(Exercise text Opens)
British Psychological Society President Peter Kinderman, Ph.D., is Professor of Clinical Psychology at the University of Liverpool and an honorary Consultant Clinical Psychologist with Mersey Care NHS Trust. He is also Head of the Institute of Psychology, Health and Society at the University of Liverpool, with over 220 academic staff (32 of them professors) comprising psychiatrists, GPs, clinical and other applied psychologists, sociologists, public health physicians, nurses, sociologists and academics.
Professor Kinderman's research interests include the psychopathology of schizophrenia, bipolar disorder and personality disorder and he has been instrumental in developing internationally renowned models of paranoid thought and mania which form the basis of recognised therapeutic interventions.
A highly sought-after expert within broadcast media, Professor Kinderman has contributed to several productions in the field of mental health, most notably hosting a two-episode BBC Horizon show exploring the role of diagnosis in mental health.
What led you to specialise in clinical psychology?
(Exercise text Closes)
Work request 1: Reproduce word for word the passage of the Kinderman profile starting at "A highly sought-after" and ending at "in mental health.".
Work request 2: According to the Kinderman profile, what was the subject of the two-episode BBC Horizon show that Professor Kinderman hosted?
The material that comes next is taken from a separate source, unrelated to the Kinderman profile.
(Material provided Opens)
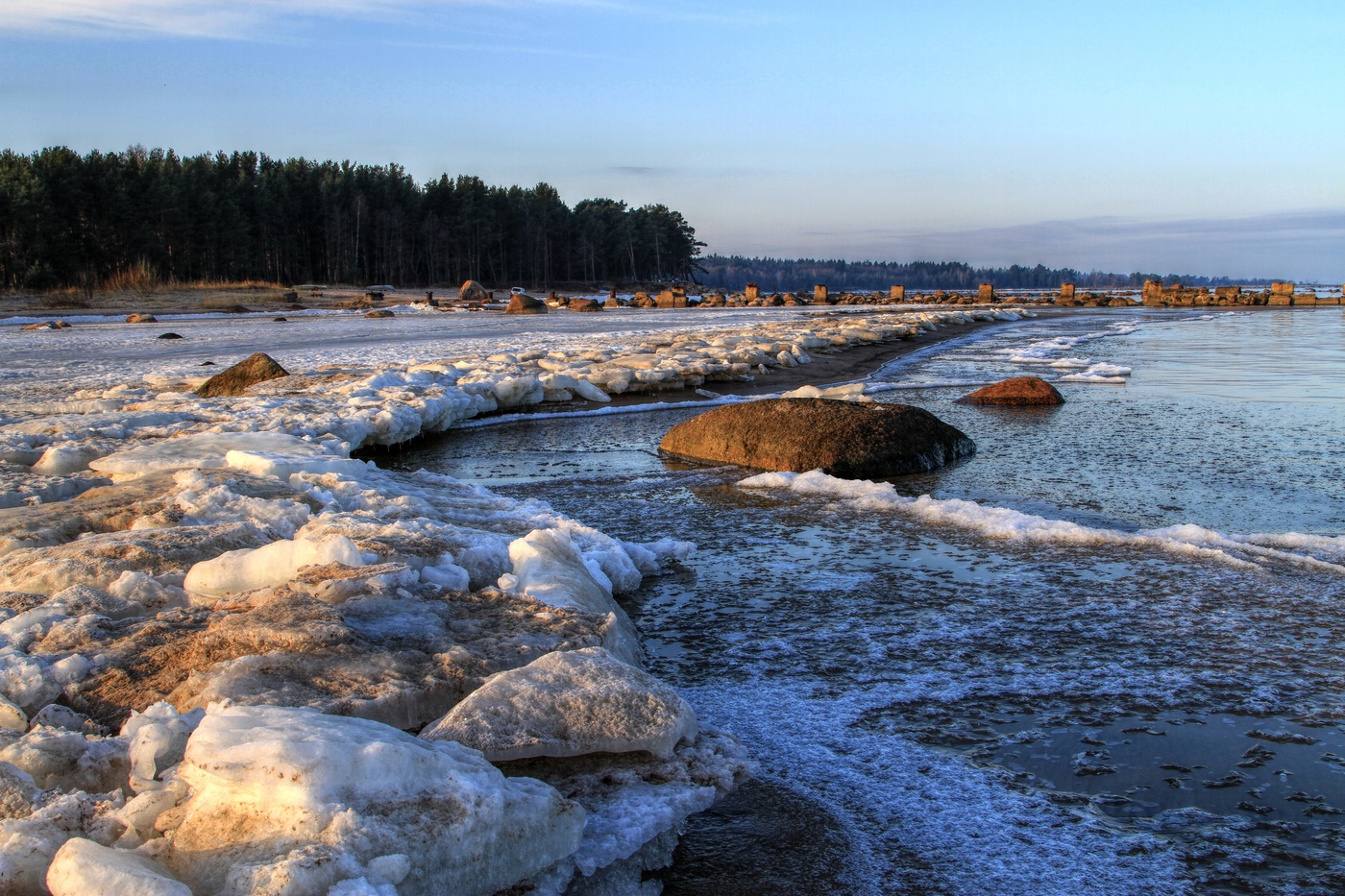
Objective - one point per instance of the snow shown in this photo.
(Material provided Closes)
Your response 1:
A highly sought-after expert within broadcast media, Professor Kinderman has contributed to several productions in the field of mental health, most notably hosting a two-episode BBC Horizon show exploring the role of diagnosis in mental health.

Your response 2: The show explored the role of diagnosis in mental health.